**AIM OF THE TASK**
Copy exactly the lines from the "Return one point per instance of the onion" line to the end, both included, and nothing else.

**RECORDS FOR PROCESSING**
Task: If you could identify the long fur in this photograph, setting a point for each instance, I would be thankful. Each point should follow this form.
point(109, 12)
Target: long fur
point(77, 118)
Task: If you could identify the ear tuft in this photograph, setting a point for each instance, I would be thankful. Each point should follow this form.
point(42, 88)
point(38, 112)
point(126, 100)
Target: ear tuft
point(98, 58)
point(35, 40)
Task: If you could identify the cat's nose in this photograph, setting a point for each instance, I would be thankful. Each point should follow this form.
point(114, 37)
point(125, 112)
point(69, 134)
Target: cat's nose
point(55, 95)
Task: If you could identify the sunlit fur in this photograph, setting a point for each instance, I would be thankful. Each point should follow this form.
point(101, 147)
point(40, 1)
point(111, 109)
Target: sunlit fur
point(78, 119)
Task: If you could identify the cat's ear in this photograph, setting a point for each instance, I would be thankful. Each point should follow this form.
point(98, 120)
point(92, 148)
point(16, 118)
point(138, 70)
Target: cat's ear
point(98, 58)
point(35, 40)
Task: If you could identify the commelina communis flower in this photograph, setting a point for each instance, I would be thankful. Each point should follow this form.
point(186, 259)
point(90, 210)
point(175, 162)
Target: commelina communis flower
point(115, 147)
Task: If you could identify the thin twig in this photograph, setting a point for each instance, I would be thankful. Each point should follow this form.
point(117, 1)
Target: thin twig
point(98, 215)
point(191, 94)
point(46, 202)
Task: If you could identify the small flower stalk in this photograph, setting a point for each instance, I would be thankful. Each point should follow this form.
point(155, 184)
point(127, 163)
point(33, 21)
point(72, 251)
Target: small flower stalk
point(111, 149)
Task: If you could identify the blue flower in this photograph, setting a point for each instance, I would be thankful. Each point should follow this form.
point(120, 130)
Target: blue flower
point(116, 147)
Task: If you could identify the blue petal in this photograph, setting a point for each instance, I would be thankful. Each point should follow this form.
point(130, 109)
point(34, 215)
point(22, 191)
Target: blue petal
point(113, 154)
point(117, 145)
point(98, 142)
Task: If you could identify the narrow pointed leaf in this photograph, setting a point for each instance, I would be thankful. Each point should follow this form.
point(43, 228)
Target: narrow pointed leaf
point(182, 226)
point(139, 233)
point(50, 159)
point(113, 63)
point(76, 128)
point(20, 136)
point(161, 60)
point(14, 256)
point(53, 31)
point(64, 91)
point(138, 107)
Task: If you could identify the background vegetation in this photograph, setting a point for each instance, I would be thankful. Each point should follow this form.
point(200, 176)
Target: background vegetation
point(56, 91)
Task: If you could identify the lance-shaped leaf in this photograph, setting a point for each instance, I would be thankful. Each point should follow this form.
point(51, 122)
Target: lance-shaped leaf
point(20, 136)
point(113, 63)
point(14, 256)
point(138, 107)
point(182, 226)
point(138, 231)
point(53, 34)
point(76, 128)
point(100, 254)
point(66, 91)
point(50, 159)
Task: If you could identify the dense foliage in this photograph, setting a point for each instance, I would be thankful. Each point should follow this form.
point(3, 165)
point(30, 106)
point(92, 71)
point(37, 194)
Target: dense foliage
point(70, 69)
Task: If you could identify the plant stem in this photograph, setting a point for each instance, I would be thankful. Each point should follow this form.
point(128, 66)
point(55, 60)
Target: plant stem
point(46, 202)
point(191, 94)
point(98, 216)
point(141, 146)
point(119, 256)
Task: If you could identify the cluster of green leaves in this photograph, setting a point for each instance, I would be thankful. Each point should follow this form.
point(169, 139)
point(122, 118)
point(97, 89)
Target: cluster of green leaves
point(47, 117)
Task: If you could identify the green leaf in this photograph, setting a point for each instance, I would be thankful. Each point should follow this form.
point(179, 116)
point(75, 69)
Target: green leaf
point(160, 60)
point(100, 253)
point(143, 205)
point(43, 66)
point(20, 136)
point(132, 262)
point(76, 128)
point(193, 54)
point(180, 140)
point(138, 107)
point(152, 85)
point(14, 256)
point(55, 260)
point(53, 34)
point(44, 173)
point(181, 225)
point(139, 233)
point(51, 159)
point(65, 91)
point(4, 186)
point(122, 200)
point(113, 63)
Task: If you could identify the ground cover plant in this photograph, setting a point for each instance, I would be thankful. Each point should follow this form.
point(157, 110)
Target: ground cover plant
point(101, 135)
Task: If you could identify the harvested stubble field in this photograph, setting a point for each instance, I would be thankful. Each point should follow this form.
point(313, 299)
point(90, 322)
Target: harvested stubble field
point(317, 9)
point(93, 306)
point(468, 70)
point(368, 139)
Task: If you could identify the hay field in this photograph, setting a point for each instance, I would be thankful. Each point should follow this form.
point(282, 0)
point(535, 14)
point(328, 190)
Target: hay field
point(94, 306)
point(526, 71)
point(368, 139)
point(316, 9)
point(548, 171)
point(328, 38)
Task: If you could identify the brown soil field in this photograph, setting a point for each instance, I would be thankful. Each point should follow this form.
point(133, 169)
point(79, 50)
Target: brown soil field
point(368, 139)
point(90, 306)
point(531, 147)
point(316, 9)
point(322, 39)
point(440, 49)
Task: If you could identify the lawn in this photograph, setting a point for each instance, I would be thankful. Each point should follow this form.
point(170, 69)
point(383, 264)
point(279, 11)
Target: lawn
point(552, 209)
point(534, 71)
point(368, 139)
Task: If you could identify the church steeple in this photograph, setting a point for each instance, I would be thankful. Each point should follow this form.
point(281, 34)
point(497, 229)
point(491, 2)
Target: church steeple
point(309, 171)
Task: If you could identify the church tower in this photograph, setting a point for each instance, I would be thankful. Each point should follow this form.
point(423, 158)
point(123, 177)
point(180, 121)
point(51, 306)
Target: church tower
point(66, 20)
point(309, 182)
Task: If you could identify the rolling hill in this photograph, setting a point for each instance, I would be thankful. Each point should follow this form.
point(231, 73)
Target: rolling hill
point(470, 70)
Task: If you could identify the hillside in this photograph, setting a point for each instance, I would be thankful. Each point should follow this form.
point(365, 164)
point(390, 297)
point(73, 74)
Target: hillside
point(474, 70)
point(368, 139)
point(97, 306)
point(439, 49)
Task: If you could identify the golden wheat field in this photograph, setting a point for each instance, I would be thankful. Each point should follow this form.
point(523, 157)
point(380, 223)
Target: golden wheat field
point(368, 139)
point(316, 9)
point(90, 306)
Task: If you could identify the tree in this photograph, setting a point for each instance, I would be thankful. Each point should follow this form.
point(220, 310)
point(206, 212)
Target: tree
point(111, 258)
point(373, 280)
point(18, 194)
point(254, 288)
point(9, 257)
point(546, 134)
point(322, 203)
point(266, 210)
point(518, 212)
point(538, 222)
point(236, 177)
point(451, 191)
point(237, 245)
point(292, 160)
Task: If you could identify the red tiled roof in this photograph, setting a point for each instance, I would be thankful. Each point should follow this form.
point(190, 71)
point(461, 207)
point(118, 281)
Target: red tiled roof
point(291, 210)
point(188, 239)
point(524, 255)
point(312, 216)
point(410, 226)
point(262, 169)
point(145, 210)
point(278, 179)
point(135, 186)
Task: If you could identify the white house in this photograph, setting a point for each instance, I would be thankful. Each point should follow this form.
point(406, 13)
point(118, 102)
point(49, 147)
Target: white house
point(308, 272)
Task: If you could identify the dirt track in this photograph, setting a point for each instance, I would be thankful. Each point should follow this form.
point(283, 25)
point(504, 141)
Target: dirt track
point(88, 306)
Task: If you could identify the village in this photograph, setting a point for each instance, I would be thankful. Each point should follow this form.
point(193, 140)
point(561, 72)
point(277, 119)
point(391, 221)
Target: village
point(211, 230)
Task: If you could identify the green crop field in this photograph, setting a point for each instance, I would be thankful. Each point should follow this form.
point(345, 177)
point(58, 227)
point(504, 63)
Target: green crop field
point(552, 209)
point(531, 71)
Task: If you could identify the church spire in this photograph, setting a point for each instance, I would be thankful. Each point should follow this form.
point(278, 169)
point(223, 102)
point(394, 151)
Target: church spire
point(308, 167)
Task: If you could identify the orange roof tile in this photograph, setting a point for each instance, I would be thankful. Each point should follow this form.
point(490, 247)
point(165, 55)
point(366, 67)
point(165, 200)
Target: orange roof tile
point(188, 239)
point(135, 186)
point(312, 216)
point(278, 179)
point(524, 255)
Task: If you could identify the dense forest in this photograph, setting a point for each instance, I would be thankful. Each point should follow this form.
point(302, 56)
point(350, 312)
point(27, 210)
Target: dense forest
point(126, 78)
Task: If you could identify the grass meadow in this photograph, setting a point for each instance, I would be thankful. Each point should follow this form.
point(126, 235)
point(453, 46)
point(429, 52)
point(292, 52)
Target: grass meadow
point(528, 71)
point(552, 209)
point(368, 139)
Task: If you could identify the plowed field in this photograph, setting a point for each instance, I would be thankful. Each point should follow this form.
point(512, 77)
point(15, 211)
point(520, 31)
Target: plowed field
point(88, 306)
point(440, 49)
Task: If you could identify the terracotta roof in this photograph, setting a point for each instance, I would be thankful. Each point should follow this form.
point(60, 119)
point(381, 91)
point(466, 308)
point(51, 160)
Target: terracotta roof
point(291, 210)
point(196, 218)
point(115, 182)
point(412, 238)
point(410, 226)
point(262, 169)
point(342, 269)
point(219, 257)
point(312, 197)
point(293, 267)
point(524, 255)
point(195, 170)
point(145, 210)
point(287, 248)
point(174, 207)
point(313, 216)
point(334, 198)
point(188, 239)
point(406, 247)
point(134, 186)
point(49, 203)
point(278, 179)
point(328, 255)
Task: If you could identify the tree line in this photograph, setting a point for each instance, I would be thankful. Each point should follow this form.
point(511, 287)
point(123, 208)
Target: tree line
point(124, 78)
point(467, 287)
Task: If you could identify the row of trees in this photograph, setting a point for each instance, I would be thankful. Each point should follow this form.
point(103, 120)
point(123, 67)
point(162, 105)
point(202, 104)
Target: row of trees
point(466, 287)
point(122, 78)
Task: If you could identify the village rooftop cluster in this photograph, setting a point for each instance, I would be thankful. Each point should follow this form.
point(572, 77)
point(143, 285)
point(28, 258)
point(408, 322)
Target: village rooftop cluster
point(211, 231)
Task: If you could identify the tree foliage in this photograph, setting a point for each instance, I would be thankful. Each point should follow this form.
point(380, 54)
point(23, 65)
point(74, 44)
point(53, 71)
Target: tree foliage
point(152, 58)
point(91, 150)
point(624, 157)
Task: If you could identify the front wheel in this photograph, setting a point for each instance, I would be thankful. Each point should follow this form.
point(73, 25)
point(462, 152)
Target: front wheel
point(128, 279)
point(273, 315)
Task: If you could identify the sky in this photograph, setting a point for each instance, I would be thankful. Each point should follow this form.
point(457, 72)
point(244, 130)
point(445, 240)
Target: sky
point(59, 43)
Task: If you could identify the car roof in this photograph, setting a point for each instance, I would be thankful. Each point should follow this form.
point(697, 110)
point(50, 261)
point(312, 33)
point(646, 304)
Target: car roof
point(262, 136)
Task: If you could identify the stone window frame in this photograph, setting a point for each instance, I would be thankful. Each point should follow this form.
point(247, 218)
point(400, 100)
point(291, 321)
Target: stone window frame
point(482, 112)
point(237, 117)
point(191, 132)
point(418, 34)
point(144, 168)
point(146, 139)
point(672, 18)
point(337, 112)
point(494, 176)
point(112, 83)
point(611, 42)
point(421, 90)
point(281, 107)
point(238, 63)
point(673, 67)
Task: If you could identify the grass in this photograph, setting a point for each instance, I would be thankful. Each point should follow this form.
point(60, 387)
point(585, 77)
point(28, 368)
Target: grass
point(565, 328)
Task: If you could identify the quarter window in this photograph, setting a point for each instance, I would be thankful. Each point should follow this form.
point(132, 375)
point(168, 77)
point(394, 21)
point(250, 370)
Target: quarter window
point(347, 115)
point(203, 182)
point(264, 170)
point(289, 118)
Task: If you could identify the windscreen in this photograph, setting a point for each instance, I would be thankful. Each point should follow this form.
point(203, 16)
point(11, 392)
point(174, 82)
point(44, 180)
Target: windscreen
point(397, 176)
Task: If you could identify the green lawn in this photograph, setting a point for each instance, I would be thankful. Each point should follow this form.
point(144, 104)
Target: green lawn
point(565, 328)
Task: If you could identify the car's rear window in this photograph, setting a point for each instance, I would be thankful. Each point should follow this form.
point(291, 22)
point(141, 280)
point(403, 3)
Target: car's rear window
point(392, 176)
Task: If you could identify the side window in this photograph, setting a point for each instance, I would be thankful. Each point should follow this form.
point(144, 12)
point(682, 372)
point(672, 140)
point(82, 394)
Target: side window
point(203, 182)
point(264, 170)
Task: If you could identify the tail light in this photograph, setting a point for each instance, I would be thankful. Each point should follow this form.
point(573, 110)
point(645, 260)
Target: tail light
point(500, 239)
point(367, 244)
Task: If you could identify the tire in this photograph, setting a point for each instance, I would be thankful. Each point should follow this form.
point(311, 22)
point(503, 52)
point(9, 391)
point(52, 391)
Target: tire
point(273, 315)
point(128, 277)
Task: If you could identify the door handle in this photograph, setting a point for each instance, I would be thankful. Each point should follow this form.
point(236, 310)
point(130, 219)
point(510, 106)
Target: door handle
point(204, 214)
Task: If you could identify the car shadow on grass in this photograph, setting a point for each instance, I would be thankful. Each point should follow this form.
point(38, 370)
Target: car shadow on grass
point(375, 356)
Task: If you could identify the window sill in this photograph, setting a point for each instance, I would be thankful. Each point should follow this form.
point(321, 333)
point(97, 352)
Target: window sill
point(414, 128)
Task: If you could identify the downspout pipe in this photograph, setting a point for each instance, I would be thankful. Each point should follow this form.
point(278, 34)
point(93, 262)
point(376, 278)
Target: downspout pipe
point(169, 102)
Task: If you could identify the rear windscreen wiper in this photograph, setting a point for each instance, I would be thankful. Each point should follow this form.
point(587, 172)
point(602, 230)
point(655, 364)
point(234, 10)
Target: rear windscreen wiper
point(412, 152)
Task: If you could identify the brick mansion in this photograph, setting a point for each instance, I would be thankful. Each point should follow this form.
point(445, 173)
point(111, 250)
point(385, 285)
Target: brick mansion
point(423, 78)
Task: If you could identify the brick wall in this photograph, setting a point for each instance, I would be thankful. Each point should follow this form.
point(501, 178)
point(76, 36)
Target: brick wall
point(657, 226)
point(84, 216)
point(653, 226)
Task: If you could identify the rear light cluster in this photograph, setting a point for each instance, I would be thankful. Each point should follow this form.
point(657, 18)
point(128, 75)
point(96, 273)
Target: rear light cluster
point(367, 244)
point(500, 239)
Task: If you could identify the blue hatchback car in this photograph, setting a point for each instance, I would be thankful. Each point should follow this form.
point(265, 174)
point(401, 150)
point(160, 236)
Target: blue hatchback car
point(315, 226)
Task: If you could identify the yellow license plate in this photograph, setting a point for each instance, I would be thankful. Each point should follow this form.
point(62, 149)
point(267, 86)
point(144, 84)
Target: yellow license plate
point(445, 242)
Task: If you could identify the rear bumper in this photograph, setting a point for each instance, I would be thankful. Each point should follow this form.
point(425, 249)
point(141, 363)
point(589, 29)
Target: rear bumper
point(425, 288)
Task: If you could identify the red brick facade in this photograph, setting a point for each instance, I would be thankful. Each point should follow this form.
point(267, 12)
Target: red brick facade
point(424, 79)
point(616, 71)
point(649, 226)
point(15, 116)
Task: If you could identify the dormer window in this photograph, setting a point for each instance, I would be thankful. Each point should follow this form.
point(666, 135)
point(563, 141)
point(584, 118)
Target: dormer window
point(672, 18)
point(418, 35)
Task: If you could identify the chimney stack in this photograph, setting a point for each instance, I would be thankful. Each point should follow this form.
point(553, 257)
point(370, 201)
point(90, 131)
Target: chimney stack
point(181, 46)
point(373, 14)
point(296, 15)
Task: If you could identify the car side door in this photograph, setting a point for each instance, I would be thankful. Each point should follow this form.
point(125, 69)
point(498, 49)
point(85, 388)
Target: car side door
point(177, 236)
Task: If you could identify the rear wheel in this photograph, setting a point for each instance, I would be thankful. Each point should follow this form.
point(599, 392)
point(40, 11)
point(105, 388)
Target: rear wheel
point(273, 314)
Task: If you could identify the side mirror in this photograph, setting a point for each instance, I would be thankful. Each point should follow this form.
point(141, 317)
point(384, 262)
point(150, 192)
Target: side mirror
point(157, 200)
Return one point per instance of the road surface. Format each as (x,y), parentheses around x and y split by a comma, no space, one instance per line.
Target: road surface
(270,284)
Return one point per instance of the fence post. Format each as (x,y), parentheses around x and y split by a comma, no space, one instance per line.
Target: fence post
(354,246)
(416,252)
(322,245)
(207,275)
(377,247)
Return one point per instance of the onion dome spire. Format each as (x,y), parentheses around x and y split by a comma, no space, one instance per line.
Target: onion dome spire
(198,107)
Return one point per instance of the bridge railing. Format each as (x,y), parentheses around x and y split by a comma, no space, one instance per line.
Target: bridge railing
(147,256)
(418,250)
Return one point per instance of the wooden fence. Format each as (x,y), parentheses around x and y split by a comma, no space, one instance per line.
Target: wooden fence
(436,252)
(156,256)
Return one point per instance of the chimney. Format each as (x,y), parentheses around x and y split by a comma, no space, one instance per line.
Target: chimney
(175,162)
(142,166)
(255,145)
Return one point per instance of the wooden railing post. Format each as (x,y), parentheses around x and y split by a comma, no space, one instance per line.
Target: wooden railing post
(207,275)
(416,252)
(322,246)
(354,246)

**RESPONSE TO THE TASK**
Return one point per instance of the onion dome spire. Format each as (x,y), parentheses around x and y split by a comma, no space, one instance per line.
Target: onion dome spire
(198,107)
Return one point per instance of the bridge railing. Format each as (x,y), parentheses around x and y split by a comma, no space, one instance per line.
Target: bridge railing
(147,256)
(418,250)
Return one point per instance of the wooden fence. Format each as (x,y), parentheses around x and y split by a comma, no space, one instance per line.
Target: wooden fence
(436,252)
(156,256)
Return one point per instance of the chimney. Format each as (x,y), parentheses around x and y split by a comma, no space, one instance per line.
Target: chimney
(175,162)
(142,166)
(255,145)
Return one point per instance of the wooden railing post. Format each as (x,y), parentheses around x and y split by a comma, no space, one instance per line.
Target: wooden railing post
(207,275)
(416,252)
(322,246)
(354,246)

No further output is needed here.